**MATERIAL SUPPLIED:**

+ + + + + + +

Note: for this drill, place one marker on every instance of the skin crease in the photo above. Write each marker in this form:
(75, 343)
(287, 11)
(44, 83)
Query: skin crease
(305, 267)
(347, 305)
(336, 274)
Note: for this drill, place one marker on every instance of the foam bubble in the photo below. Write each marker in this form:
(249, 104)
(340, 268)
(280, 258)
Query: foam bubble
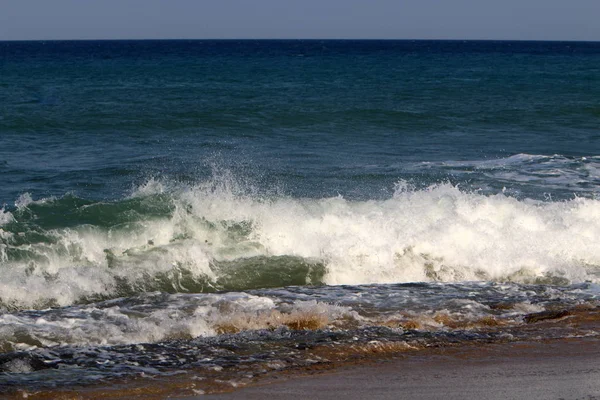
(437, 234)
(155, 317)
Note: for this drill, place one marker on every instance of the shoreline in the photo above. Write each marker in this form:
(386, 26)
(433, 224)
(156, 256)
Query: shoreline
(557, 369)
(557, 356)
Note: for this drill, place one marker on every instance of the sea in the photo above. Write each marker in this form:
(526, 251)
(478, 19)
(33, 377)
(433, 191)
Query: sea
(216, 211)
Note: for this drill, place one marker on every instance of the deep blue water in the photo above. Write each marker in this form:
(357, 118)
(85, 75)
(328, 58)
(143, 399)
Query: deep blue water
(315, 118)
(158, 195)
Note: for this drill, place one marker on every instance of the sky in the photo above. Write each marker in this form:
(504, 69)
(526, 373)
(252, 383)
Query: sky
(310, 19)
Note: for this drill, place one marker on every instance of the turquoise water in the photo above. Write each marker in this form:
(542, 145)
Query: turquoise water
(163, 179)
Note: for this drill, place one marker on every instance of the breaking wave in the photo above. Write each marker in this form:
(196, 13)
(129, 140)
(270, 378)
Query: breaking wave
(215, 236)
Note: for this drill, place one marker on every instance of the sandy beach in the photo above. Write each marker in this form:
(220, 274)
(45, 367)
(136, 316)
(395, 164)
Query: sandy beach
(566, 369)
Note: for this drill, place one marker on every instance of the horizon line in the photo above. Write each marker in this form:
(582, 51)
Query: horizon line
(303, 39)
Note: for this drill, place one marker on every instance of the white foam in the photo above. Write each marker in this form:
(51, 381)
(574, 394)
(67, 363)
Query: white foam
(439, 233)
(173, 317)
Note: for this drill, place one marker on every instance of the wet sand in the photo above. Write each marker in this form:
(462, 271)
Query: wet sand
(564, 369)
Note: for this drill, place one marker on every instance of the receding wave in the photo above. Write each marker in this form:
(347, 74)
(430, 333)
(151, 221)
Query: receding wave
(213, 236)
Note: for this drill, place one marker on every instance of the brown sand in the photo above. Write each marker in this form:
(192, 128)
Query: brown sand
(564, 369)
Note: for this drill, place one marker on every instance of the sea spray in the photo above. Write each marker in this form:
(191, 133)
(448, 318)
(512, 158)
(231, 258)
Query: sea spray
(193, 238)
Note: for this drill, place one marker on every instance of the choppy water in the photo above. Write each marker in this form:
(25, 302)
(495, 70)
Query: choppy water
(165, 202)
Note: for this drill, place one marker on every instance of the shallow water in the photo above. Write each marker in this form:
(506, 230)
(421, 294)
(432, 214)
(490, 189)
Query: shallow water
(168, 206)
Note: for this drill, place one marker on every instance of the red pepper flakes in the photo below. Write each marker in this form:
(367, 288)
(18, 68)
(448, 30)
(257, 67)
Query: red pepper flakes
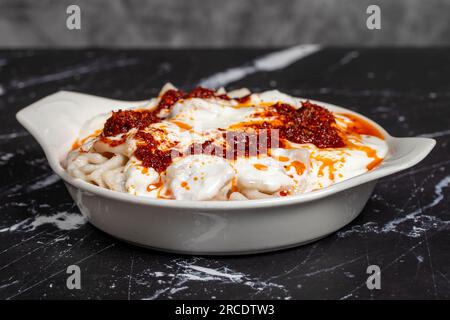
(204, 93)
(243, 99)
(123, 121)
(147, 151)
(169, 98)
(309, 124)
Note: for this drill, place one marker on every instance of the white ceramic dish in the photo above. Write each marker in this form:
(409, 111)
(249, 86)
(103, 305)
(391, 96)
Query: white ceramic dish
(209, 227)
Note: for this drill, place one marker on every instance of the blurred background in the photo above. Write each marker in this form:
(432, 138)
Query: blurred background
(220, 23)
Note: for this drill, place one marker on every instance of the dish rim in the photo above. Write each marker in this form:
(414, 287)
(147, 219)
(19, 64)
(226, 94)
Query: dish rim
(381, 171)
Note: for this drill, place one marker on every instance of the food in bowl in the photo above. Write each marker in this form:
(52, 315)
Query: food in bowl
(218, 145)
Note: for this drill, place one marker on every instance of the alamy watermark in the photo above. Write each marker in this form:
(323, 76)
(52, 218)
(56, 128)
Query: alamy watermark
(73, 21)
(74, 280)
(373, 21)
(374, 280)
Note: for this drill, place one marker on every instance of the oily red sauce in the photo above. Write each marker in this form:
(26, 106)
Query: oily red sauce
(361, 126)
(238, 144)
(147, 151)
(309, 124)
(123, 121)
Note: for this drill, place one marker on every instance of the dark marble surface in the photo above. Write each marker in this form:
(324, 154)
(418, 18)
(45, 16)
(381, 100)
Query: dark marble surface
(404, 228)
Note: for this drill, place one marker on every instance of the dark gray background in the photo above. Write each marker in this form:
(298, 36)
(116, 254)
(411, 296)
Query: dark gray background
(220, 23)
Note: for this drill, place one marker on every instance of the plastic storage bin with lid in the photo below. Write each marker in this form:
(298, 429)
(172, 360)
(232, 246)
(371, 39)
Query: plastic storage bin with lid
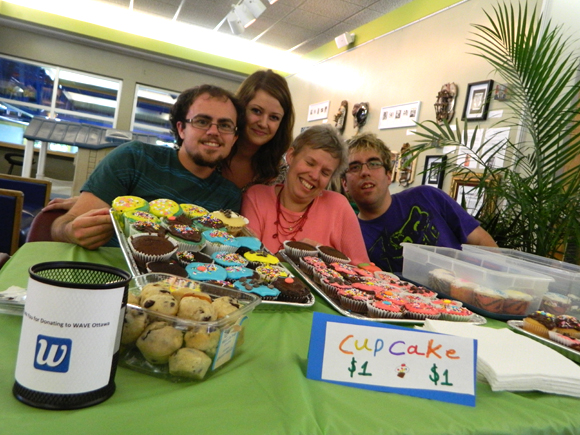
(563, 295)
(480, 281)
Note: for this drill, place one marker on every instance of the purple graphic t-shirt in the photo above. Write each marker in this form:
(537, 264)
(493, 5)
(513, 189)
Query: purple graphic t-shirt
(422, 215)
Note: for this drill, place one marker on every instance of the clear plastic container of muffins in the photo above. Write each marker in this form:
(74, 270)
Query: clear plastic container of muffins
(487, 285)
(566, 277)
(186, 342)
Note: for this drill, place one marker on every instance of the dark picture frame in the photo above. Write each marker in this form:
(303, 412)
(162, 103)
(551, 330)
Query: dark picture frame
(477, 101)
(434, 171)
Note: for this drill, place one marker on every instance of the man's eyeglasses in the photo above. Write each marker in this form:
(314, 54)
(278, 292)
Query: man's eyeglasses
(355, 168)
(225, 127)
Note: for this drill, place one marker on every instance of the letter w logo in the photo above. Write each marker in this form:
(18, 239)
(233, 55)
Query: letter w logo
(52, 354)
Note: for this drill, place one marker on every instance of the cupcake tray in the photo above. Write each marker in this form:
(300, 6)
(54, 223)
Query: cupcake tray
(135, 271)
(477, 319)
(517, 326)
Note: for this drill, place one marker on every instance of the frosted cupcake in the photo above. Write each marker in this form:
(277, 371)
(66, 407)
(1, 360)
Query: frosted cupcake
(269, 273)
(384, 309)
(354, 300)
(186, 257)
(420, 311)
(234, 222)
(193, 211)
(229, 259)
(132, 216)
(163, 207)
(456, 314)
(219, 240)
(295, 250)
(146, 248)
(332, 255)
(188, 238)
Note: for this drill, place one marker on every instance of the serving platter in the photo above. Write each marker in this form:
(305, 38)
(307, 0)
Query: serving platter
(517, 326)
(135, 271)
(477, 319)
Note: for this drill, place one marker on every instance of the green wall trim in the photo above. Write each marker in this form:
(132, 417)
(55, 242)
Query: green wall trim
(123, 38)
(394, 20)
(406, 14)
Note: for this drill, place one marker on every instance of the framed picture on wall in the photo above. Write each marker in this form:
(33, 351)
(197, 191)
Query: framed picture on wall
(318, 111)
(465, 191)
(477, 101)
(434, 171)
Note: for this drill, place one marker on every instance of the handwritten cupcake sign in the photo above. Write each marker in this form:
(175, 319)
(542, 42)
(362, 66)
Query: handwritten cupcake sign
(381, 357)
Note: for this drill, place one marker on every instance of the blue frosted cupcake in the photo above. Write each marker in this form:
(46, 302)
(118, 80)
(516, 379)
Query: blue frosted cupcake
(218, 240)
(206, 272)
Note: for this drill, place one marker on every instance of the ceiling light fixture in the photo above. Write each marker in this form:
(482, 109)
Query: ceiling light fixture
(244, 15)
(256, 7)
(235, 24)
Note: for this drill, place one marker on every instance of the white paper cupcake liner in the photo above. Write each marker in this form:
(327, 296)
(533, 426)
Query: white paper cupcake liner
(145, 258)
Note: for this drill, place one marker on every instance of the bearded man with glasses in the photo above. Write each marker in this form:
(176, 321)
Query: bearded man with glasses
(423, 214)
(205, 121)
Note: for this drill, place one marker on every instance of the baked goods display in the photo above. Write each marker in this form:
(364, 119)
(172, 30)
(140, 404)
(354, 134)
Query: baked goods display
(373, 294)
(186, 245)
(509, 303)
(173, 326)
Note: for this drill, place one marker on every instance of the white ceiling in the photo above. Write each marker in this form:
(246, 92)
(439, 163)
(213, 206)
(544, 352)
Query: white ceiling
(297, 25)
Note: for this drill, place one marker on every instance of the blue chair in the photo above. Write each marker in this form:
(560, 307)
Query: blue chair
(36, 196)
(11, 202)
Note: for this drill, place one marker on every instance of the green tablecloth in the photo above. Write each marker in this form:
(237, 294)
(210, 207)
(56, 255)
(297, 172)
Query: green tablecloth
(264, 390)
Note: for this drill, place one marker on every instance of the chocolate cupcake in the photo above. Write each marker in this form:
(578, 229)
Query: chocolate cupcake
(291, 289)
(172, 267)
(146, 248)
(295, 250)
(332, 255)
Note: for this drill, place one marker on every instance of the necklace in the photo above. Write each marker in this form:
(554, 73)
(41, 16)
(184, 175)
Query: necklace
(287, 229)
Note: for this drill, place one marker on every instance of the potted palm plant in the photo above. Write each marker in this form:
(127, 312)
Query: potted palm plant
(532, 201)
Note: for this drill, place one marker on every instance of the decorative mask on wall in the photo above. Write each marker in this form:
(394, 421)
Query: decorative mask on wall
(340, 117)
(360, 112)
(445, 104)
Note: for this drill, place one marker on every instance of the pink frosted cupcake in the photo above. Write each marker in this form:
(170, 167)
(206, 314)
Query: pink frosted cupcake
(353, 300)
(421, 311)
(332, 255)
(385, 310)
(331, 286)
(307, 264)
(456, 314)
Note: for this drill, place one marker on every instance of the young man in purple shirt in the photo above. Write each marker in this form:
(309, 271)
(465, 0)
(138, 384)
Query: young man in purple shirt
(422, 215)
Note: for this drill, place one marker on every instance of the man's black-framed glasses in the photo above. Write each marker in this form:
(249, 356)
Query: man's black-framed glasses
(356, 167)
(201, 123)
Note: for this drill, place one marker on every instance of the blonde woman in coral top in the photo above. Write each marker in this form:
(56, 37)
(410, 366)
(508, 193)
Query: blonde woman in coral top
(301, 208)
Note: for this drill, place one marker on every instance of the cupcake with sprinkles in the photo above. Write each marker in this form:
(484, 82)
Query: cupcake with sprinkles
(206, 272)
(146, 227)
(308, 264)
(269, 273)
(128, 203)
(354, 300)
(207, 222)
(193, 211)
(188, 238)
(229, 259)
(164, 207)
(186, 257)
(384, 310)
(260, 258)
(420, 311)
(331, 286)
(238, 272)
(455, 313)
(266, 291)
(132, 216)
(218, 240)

+ + + + + + +

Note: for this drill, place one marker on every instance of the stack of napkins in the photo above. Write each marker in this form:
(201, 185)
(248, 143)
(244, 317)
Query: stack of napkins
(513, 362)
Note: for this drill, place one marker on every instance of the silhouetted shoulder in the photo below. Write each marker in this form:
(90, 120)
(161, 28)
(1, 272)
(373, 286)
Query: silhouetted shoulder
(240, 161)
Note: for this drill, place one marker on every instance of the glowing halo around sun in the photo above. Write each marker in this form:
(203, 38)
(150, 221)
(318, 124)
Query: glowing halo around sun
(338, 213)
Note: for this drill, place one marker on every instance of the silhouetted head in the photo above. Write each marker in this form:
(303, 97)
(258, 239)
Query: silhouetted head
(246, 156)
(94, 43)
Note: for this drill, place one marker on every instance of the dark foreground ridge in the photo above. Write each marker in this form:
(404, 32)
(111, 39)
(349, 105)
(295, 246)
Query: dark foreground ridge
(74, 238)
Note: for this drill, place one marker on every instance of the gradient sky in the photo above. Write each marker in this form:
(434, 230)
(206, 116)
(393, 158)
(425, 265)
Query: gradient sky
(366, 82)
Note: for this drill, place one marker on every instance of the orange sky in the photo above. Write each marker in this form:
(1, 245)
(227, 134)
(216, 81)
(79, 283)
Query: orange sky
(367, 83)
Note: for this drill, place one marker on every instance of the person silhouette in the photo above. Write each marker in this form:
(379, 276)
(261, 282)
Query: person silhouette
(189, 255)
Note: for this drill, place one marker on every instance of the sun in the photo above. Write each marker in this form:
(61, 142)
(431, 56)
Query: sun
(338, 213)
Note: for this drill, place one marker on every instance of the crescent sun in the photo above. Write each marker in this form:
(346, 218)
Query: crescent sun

+ + + + + + +

**GOAL OF THE EXERCISE:** Locate each line in the material above that contains the string "plastic", and copy every such line in full. Case matters.

**RESULT OF THE TASK:**
Note: for this drill, place one marker on every instance of the plastic storage bin with lid in the photo below. Write each marker in this form:
Query: plastic storage bin with lid
Note: for this drill, place one marker on every instance of the clear plastic container of muffins in the photo above. Write each marker in this form:
Query: clear plastic container of muffins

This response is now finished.